Stated exercise ▸ Write out, word for word, the part of the LOO text below starting at "3.1 What does" and ending at "band get narrower?".

Text shown ▸
3 Statistical Interpretation of LOO

3.1 What does 2 * SE represent?

In the LOO plots above, we visualized the difference in expected log predictive density (elpd_diff) along with its standard error (se_diff).

3.1.1 1. Crossing the 0 line

If the 2 * SE band crosses the zero line (dashed), it means we cannot statistically distinguish the predictive performance of the two models. * Even if the mean difference is positive (suggesting \(H_1\) is better), the uncertainty is large enough that the difference could arguably be due to noise. * In the plot, you might see the bands overlapping 0 for smaller sample sizes, indicating that we don’t yet have enough data to confidently claim the “effect” model predicts better than the null.

3.1.2 2. Why doesn’t the error band get narrower?

You might expect the error bars to shrink as \(N\) increases (like standard errors of mean estimates, which scale as \(1/\sqrt{N}\)). However, for ELPD, the standard error typically grows or stays constant. * Reason: ELPD is a sum over all \(N\) data points, not an average. * \(ELPD = \sum_{i=1}^N \log p(y_i | y_{-i})\) * As you calculate a sum over more items, the total uncertainty accumulates. * The signal (difference in ELPD) scales with \(N\). * The noise (SE of the difference) scales roughly with \(\sqrt{N}\). * Result: The relative error shrinks (the signal-to-noise ratio improves), but the absolute width of the 2 * SE band on the plot will actually expand as \(N\) grows. This is a feature of summing predictive densities, not a bug.

Dataset content ▸
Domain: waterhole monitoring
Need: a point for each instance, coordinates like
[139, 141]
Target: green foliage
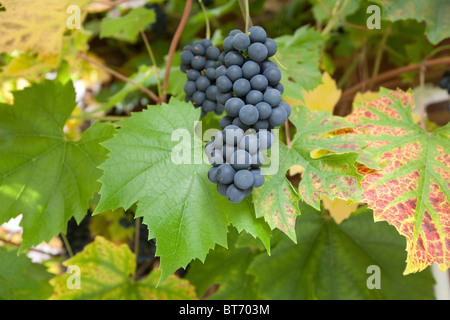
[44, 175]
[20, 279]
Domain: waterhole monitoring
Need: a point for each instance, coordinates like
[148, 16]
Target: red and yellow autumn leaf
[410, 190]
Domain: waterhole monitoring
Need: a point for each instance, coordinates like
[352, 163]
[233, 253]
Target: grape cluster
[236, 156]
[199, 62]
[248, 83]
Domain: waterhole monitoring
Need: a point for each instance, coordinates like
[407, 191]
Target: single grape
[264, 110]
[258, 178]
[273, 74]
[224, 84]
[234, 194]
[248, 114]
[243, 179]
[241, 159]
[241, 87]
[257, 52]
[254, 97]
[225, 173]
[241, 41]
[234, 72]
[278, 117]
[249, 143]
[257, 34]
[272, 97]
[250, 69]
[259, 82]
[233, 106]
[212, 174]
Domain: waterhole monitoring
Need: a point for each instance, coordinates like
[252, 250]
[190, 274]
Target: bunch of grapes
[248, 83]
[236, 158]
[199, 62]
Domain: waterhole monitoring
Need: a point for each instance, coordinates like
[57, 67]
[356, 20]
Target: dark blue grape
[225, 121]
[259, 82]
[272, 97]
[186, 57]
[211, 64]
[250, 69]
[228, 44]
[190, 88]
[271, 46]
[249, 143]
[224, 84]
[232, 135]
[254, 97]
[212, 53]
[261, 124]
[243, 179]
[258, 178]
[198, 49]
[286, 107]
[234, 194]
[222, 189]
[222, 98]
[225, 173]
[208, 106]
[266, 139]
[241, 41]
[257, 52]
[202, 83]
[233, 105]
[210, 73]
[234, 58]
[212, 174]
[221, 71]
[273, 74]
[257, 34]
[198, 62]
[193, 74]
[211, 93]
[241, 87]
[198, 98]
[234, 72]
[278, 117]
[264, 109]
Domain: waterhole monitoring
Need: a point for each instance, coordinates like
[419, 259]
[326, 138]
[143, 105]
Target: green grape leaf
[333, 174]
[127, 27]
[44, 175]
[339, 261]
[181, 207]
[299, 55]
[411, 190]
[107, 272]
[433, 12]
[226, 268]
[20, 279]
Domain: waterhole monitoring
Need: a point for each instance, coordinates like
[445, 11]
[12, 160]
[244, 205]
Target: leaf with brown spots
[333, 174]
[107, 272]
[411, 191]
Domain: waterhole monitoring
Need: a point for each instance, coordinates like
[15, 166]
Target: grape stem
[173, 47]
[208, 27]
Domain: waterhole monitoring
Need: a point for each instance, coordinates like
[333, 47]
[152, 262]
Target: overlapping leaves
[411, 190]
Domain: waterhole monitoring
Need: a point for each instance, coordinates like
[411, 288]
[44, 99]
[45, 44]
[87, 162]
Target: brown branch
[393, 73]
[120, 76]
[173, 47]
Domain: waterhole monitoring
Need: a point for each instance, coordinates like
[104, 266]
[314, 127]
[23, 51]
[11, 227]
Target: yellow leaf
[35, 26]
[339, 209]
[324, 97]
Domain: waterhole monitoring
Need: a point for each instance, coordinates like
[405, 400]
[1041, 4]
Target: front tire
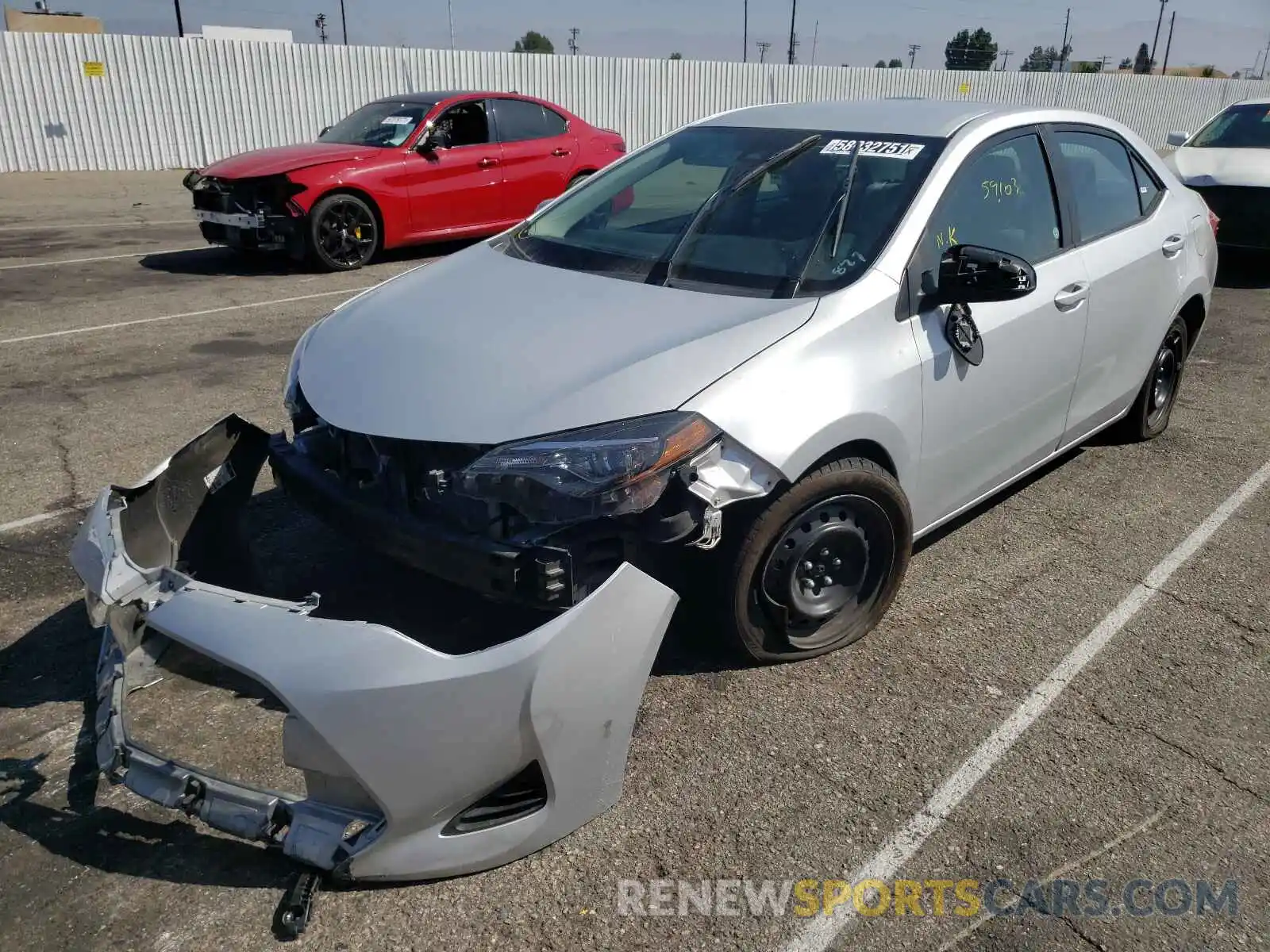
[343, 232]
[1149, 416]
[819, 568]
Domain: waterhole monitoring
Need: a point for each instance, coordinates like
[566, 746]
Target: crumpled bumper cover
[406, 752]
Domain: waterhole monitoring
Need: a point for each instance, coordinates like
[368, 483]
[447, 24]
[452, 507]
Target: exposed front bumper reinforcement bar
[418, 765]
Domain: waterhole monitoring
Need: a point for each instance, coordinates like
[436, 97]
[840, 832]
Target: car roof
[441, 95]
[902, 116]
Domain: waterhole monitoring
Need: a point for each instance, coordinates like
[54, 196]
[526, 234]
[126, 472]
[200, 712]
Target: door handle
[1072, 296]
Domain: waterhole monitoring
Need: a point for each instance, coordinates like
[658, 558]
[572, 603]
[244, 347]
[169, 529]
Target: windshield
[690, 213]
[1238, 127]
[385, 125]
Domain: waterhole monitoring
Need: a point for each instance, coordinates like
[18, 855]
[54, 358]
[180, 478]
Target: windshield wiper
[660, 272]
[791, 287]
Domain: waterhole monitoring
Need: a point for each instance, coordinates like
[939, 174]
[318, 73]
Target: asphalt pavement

The reply ▸
3.1 What does 2 * SE represent?

In the LOO plots above, we visualized the difference in expected log predictive density (elpd_diff) along with its standard error (se_diff).

3.1.1 1. Crossing the 0 line

If the 2 * SE band crosses the zero line (dashed), it means we cannot statistically distinguish the predictive performance of the two models. * Even if the mean difference is positive (suggesting \(H_1\) is better), the uncertainty is large enough that the difference could arguably be due to noise. * In the plot, you might see the bands overlapping 0 for smaller sample sizes, indicating that we don’t yet have enough data to confidently claim the “effect” model predicts better than the null.

3.1.2 2. Why doesn’t the error band get narrower?